#### EXTRAHIERTER TEXT
------------------------------------------------------------

OBERLANDESGERICHT DÜSSELDORF

Az.: 22 U 127/99

Verkündet am 21. Januar 2000

Vorinstanz: LG Wuppertal – Az.: 1 O 377/98


In dem Rechtsstreit hat der 22. Zivilsenat des Oberlandesgerichts Düsseldorf auf die mündliche Verhandlung vom 10. Dezember 1999 für Recht erkannt:

Die Berufung der Beklagten gegen das Urteil des Einzelrichters der ersten Zivilkammer des Landgerichts Wuppertal vom 20. Mai 1999 wird mit der Maßgabe zurückgewiesen, daß der Betrag, den die Beklagten als Gesamtschuldner Zug um Zug gegen Übergabe des PKW der Marke Renault R 19 Cabrio mit der Fahrzeugidentifikation X an die Kläger zu zahlen haben, auf 19.650,00 DM nebst 4 % Zinsen seit dem 5.6.1998 festgesetzt wird.

Die Beklagten tragen die Kosten des Berufungsverfahrens.

Das Urteil ist vorläufig vollstreckbar.

E n t s c h e i d u n g s g r ü n d e:

Die zulässige Berufung der Beklagten ist in der Sache überwiegend erfolglos.

Das Landgericht hat zu Recht und mit zutreffender Begründung dem Anspruch der Klägerin auf Wandelung des Gebrauchtwagenkaufvertrages stattgegeben. Wie das Landgericht ausgeführt hat, ergibt sich dieser Anspruch nicht aus dem Kaufvertrag selbst, denn der dort vereinbarte Gewährleistungsausschluß war wirksam. Zutreffend hat das Landgericht jedoch den Anspruch der Klägerin auf Rückzahlung des Kaufpreises Zug um Zug gegen Rückgabe des Fahrzeugs deshalb bejaht, weil die Parteien sich über die Rückabwicklung des Kaufvertrages geeinigt, also die Wandelung gemäß § 465 BGB vollzogen haben. Gemäß §§ 467, 346, 348 BGB sind deshalb die gegenseitigen Leistungen zurückzugewähren.

------------------------------------------------------------

Bitte bearbeite einen Abschnitt aus dem Urteil: Beginne bei den Worten "E n t s c h" und höre nach "gegenseitigen Leistungen zurückzugewähren." auf. Gib ihn wieder und setze darin "Käuferin" an die Stelle von "Klägerin".

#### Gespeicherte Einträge
------------------------------------------------------------

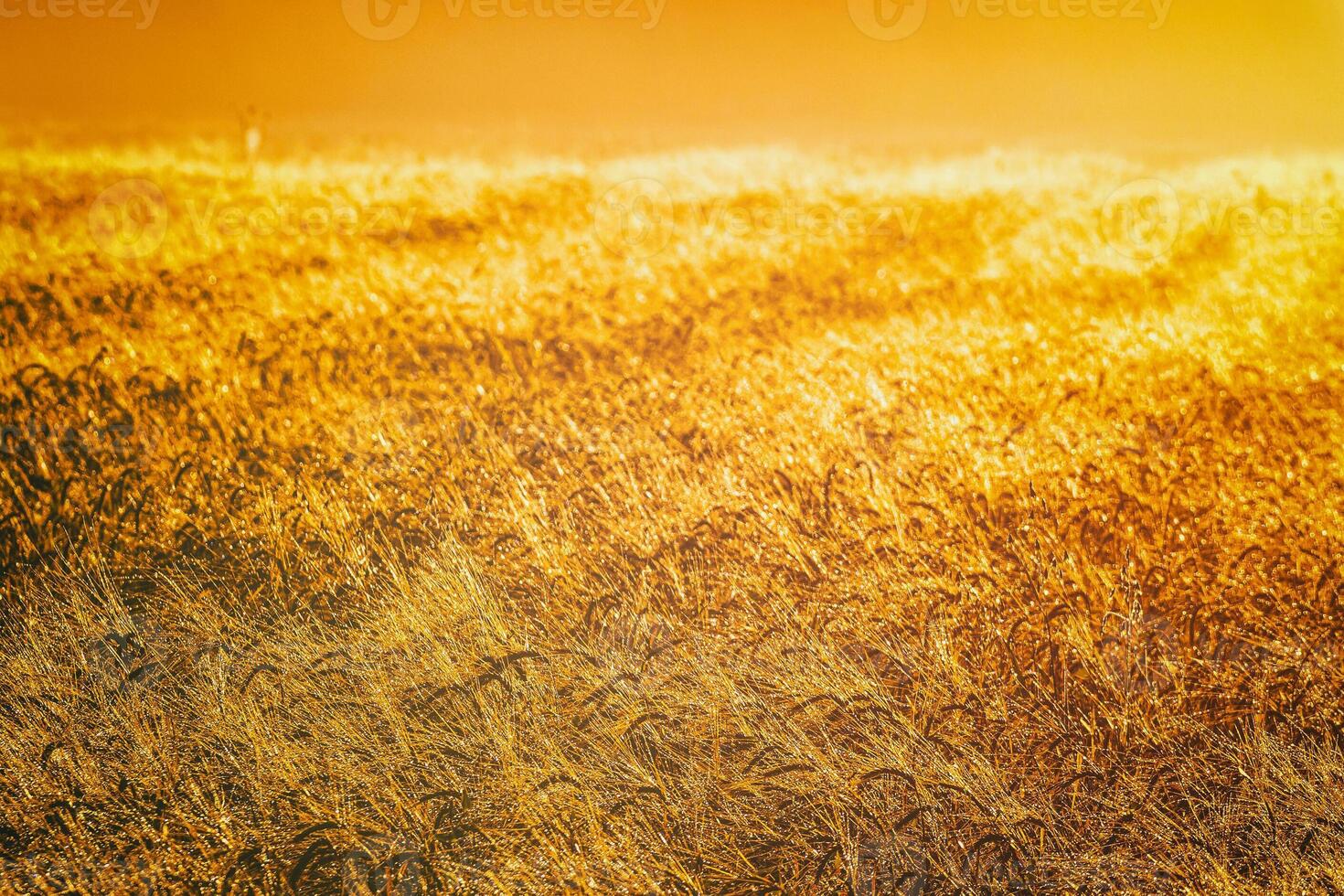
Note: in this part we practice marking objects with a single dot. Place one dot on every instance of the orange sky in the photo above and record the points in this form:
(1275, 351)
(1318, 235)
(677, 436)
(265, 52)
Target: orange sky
(1232, 73)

------------------------------------------------------------

#### LÖSUNG
E n t s c h e i d u n g s g r ü n d e:

Die zulässige Berufung der Beklagten ist in der Sache überwiegend erfolglos.

Das Landgericht hat zu Recht und mit zutreffender Begründung dem Anspruch der Käuferin auf Wandelung des Gebrauchtwagenkaufvertrages stattgegeben. Wie das Landgericht ausgeführt hat, ergibt sich dieser Anspruch nicht aus dem Kaufvertrag selbst, denn der dort vereinbarte Gewährleistungsausschluß war wirksam. Zutreffend hat das Landgericht jedoch den Anspruch der Käuferin auf Rückzahlung des Kaufpreises Zug um Zug gegen Rückgabe des Fahrzeugs deshalb bejaht, weil die Parteien sich über die Rückabwicklung des Kaufvertrages geeinigt, also die Wandelung gemäß § 465 BGB vollzogen haben. Gemäß §§ 467, 346, 348 BGB sind deshalb die gegenseitigen Leistungen zurückzugewähren.